*Problem to solve*. All that is wanted is a word-for-word copy of the data from its first line to the line containing "negative clicks: (143, 66)", both included.
---*---
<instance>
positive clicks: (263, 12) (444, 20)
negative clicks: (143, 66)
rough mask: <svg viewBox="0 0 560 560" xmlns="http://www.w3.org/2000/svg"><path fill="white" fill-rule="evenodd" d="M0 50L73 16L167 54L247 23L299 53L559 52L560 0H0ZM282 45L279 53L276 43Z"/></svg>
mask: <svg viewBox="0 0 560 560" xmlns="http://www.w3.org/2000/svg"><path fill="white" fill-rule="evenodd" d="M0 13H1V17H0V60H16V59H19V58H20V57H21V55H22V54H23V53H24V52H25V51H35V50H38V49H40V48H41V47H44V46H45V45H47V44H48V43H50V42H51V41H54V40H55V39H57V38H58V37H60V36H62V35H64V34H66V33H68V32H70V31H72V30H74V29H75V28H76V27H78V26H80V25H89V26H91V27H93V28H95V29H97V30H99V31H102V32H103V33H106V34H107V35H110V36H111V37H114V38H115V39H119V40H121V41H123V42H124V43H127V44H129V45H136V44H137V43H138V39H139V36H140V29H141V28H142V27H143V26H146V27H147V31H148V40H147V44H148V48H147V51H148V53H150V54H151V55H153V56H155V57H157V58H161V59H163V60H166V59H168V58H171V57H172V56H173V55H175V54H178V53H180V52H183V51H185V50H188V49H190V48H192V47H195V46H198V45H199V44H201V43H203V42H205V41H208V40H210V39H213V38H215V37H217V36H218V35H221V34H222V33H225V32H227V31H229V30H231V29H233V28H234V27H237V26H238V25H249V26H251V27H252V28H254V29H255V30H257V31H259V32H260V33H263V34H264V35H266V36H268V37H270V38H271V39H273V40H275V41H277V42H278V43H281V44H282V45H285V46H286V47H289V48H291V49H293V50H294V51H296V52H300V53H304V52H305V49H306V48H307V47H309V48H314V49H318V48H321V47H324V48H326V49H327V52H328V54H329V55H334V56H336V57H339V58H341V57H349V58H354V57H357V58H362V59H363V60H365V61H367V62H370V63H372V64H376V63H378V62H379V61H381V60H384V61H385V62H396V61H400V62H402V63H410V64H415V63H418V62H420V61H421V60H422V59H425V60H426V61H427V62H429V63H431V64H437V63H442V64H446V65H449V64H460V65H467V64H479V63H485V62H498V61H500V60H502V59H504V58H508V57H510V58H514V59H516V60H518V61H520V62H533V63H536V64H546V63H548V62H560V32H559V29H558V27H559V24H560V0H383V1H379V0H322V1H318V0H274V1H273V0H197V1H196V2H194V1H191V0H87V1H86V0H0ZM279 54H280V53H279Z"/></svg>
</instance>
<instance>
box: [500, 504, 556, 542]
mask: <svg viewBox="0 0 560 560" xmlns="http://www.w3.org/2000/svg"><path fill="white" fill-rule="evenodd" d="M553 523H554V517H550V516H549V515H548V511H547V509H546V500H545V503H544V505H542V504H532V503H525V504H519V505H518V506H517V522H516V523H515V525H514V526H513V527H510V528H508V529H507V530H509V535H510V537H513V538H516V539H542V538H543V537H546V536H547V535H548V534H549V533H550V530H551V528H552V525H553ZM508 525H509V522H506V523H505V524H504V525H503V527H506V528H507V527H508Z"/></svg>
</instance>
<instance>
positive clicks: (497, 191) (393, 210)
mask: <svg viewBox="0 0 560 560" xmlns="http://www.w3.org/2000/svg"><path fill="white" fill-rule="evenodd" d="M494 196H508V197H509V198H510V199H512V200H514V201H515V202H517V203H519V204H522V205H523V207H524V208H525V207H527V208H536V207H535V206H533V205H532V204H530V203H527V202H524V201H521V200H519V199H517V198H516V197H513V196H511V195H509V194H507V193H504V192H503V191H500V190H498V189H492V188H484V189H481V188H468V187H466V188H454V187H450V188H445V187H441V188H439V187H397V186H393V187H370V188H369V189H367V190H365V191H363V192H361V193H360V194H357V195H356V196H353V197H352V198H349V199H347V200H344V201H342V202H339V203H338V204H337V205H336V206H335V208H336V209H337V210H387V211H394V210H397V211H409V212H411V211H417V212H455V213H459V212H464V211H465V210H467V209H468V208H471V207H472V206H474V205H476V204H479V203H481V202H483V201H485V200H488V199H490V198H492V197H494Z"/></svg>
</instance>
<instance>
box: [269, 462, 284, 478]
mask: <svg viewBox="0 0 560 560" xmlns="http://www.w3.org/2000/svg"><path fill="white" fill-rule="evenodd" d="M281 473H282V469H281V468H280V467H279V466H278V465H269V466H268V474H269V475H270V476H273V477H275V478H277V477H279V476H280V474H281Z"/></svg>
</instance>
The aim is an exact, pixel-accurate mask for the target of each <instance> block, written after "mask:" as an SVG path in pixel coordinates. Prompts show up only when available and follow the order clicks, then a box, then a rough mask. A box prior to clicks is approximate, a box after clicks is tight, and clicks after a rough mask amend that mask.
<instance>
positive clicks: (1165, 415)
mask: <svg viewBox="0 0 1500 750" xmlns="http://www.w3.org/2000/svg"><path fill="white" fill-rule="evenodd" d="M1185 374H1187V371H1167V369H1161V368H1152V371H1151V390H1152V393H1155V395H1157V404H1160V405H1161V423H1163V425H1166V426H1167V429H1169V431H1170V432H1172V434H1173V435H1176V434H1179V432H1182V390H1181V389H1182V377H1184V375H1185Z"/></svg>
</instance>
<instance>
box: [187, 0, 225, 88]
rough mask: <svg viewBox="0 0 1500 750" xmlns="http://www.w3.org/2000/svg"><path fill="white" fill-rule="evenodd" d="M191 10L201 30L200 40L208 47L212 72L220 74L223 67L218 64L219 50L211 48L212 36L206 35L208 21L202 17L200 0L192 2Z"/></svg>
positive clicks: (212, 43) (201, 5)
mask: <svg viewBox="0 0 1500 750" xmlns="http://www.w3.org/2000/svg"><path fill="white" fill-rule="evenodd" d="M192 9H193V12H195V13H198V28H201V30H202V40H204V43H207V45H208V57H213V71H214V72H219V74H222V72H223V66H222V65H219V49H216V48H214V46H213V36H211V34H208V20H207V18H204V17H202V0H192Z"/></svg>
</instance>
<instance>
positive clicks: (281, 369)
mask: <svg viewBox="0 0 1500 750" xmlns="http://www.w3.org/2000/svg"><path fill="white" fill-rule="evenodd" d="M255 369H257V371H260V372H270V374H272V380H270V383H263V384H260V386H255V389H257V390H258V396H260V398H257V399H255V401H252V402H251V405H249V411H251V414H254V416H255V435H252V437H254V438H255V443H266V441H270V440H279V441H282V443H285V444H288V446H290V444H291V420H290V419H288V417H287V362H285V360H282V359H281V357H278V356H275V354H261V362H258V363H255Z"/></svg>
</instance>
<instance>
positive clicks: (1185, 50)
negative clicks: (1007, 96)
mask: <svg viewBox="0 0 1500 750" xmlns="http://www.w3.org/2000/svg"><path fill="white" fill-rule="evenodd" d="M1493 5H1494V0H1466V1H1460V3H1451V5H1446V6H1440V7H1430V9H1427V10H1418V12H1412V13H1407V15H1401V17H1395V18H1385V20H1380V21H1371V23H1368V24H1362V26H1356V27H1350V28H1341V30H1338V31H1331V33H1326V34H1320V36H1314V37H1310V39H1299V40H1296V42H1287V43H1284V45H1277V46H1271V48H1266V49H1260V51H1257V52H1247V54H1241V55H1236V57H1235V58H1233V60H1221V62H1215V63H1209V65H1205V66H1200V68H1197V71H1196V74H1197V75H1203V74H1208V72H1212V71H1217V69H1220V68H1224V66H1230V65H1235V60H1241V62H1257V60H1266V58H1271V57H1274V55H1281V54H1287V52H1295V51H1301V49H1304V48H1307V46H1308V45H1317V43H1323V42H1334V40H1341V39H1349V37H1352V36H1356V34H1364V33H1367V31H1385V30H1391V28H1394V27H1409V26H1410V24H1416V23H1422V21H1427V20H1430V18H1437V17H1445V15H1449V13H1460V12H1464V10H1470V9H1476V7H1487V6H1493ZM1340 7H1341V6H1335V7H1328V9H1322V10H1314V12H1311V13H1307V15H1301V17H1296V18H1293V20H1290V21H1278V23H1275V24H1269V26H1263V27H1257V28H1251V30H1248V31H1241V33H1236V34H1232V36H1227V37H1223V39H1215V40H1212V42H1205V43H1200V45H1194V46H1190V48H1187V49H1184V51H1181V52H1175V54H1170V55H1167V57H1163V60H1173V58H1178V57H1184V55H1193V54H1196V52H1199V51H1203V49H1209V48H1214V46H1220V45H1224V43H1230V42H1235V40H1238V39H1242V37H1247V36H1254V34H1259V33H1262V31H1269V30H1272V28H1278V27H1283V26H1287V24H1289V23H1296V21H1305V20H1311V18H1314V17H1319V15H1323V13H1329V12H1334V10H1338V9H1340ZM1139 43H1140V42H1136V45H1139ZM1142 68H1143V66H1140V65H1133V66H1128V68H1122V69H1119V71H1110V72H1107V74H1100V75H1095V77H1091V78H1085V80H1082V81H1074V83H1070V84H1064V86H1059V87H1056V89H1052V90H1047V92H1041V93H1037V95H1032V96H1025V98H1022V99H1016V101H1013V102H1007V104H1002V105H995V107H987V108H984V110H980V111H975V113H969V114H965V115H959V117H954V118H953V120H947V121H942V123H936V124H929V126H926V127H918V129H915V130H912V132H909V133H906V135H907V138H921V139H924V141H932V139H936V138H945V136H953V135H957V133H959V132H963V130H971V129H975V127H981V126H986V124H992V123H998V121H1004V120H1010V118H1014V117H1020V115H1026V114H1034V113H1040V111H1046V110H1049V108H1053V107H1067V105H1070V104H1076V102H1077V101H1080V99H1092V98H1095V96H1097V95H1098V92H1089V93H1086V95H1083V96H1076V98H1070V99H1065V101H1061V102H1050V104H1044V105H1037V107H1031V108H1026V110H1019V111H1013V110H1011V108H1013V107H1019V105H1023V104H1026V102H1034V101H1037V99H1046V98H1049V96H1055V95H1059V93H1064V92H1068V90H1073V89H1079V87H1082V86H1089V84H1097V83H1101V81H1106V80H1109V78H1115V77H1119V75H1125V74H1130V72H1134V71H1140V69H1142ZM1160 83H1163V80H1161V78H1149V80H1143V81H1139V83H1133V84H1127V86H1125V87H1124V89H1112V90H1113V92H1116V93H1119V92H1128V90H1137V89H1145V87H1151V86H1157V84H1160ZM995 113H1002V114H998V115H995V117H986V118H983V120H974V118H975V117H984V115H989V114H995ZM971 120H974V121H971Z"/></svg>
---*---
*Answer*.
<instance>
positive clicks: (263, 12) (444, 20)
negative clicks: (143, 66)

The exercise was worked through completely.